# What the exercise asks
Print the stretch of the article on shorter medical school programs from "There has also" through "for that matter.", word for word.

# Exercise text

= = = = =

Shorter medical school programs spark interest among pre-meds as option to address primary care MD shortage

Carrying medical bagJust at a time when it would be good to hear some encouraging news about physicians going into primary care, a new survey suggests less than one-third of pre-med students aspire to be primary care physicians. As a result, some medical schools are experimenting with shorter medical school programs that would cut the time it takes to get a medical degree from four years to three.

About 32 percent of the 543 pre-med students who participated in the Kaplan Test Prep survey said they would pursue a career in primary care and 68 percent indicated they would go into a medical specialty. That’s not good news since the Association of American Medical Colleges is forecasting a shortfall of 90,000 physicians by 2020. Still, about 70 percent of the survey participants said they would be more likely to attend a three-year rather than four-year program. But how big an influence that would have on their career path is a bit fuzzy.

There’s currently a primary care doctor shortage of 9,000. But the rapid rate of doctors from the baby boomer generation reaching retirement age is making things worse.

Although three-year medical school programs could make sense, they are still in the experimental stage. So far at least three medical schools have introduced three-year programs for family medicine: Mercer University School of Medicine in Savannah, Georgia; Texas Tech School of Medicine in Lubbock, Texas; and New York University. In addition to a primary care track, NYU students could also pursue an accelerated track for internal medicine, pediatrics and obstetrics.


There has also been a surge in the number of medical schools that have been constructed in recent years and under development — 18 as of last July by Forbes’ count.

As if the physician shortage weren’t enough, there’s also a looming nursing shortage to contend with. The U.S. Bureau of Labor Statistics estimates that there will be a 26 percent increase in nursing positions by 2020.

The worrying question is who will treat the 32 million newly insured people expected to enter the healthcare system through the Affordable Care Act? Telemedicine can be a useful tool for healthcare access in rural and some urban communities, people with mobility issues and in emergencies, but I don’t see it as the desirable default option to address healthcare coverage concerns. Technology is a useful foil, but it doesn’t replace physicians or nurses for that matter.

= = = = =

# Data shown

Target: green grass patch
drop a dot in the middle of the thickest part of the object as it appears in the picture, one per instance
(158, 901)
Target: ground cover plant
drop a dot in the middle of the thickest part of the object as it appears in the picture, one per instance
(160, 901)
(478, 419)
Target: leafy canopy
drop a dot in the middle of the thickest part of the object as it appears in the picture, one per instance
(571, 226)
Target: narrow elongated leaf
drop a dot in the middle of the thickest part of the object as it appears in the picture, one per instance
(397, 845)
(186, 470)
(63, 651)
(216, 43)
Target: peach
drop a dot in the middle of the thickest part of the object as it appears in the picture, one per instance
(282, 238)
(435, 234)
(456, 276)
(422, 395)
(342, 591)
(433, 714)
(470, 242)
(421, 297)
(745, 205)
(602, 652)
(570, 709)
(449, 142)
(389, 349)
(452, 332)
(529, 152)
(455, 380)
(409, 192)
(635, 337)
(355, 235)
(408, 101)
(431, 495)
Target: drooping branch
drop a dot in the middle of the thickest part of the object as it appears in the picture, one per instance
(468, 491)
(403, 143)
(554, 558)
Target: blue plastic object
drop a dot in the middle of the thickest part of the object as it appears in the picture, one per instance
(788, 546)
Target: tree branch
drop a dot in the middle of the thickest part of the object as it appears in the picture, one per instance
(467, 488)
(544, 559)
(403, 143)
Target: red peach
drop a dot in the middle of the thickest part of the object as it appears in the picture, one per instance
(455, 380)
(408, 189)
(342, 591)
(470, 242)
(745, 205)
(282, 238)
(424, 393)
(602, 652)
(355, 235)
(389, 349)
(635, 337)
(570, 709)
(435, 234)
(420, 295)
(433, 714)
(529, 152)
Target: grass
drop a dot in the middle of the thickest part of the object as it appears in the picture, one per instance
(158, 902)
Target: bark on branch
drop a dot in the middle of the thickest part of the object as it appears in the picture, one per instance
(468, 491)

= = = = =

# Answer section
There has also been a surge in the number of medical schools that have been constructed in recent years and under development — 18 as of last July by Forbes’ count.

As if the physician shortage weren’t enough, there’s also a looming nursing shortage to contend with. The U.S. Bureau of Labor Statistics estimates that there will be a 26 percent increase in nursing positions by 2020.

The worrying question is who will treat the 32 million newly insured people expected to enter the healthcare system through the Affordable Care Act? Telemedicine can be a useful tool for healthcare access in rural and some urban communities, people with mobility issues and in emergencies, but I don’t see it as the desirable default option to address healthcare coverage concerns. Technology is a useful foil, but it doesn’t replace physicians or nurses for that matter.